| Written task |
Please copy the records from the line with "rough mask: <svg" through the end of the records, swapping "positive clicks" for "foreground clicks" and leaving everything else unchanged.

(Dataset excerpts begins)

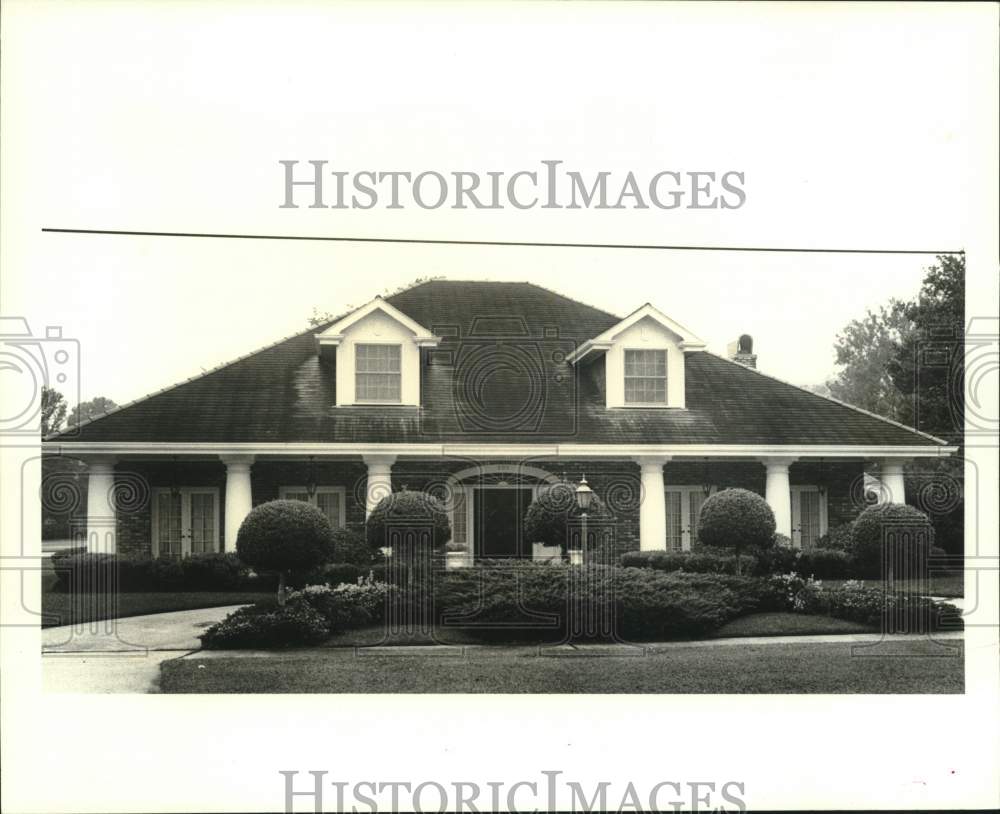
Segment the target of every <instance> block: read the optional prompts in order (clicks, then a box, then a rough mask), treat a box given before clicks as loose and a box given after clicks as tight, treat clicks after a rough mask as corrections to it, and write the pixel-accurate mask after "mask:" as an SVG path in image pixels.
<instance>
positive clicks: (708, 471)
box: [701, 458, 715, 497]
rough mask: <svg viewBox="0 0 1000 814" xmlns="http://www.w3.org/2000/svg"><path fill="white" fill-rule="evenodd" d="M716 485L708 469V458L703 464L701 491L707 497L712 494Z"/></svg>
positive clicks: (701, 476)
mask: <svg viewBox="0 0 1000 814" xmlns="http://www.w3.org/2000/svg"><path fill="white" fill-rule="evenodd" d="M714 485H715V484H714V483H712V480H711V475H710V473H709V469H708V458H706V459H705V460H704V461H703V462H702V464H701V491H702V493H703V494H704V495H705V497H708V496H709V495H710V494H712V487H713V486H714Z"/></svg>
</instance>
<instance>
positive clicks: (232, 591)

(Dataset excerpts ends)

| Exercise solution |
rough mask: <svg viewBox="0 0 1000 814" xmlns="http://www.w3.org/2000/svg"><path fill="white" fill-rule="evenodd" d="M716 485L708 469V458L703 464L701 491L707 497L712 494Z"/></svg>
foreground clicks: (701, 476)
mask: <svg viewBox="0 0 1000 814" xmlns="http://www.w3.org/2000/svg"><path fill="white" fill-rule="evenodd" d="M714 485H715V484H714V483H712V480H711V475H710V473H709V469H708V458H706V459H705V460H704V461H703V462H702V464H701V491H702V493H703V494H704V495H705V497H708V496H709V495H710V494H712V487H713V486H714Z"/></svg>
</instance>
<instance>
foreground clicks: (232, 591)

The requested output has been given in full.